-- Text to read --
Martha Palamarek Bielish (October 20, 1915 – May 18, 2010) was a politician, farmer, feminist, and teacher from Alberta, Canada. She served in the Senate of Canada as a member of the Progressive Conservative caucus from 1979 to 1990.

Early life
Bielish was born in 1915 in Smoky Lake, Alberta. She served in politics on the municipal level as an elected School Trustee.

Bielish ran for a seat to the Legislative Assembly of Alberta in the 1959 Alberta general election as a Progressive Conservative candidate in the electoral district of Redwater. She finished a distant third place in the three-way race behind Social Credit candidate John Dubetz and incumbent MLA Alfred Macyk.

In 1965 she became president of the Alberta's Women's Institute.

Senate career
Bielish was appointed to the Senate of Canada on the advice of Joe Clark on September 27, 1979 and served until mandatory retirement on September 26, 1990. She was the first Ukrainian-Canadian woman to sit in the Senate.

-- Exercises to complete --
1/ According to the Bielish biography, on whose advice was she appointed to the Senate of Canada?
2/ Copy the Bielish biography word for word between "Senate career" and "in the Senate.", inclusive.

-- Collected data --

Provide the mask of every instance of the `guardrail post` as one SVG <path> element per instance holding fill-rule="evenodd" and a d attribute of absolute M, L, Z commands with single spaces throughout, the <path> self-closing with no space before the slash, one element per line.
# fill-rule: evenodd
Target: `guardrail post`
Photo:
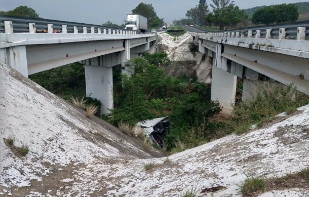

-- Answers in order --
1/ Joe Clark

2/
Senate career
Bielish was appointed to the Senate of Canada on the advice of Joe Clark on September 27, 1979 and served until mandatory retirement on September 26, 1990. She was the first Ukrainian-Canadian woman to sit in the Senate.